## DIRECTIONS:
Return each line from the records below that contains the string "leash".

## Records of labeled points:
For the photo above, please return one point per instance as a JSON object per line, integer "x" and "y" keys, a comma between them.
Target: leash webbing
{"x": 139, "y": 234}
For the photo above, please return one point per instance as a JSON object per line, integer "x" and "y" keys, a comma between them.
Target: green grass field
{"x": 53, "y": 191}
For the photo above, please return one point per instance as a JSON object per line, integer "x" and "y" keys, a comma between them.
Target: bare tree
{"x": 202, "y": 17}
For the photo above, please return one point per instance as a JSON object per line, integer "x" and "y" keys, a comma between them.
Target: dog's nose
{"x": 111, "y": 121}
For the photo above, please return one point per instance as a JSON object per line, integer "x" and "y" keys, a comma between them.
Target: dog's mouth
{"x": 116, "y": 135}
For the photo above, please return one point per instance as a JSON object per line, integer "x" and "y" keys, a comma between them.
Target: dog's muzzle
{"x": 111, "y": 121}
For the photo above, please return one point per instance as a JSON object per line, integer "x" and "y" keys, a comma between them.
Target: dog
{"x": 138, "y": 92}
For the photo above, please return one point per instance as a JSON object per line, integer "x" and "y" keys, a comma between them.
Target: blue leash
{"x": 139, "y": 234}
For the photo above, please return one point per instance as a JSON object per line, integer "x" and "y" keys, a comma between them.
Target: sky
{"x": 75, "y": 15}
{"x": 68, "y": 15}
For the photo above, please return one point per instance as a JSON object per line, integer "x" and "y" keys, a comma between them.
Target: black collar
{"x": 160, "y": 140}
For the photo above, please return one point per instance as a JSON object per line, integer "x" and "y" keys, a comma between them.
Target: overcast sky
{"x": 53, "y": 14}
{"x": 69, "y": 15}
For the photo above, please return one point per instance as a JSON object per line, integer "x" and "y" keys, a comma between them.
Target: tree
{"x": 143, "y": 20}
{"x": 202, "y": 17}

...

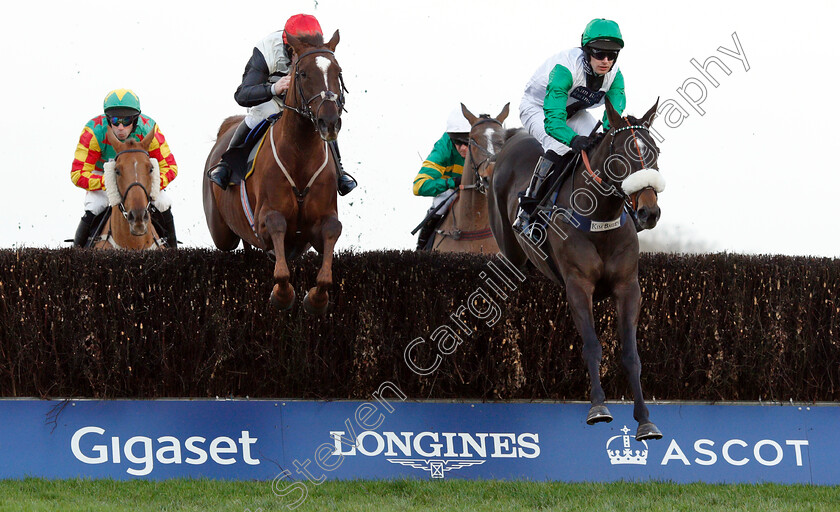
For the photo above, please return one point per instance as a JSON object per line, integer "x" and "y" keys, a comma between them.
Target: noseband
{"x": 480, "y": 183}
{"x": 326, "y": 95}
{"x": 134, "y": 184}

## RESPONSE TO THIS EXERCISE:
Target: leash webbing
Target: blue leash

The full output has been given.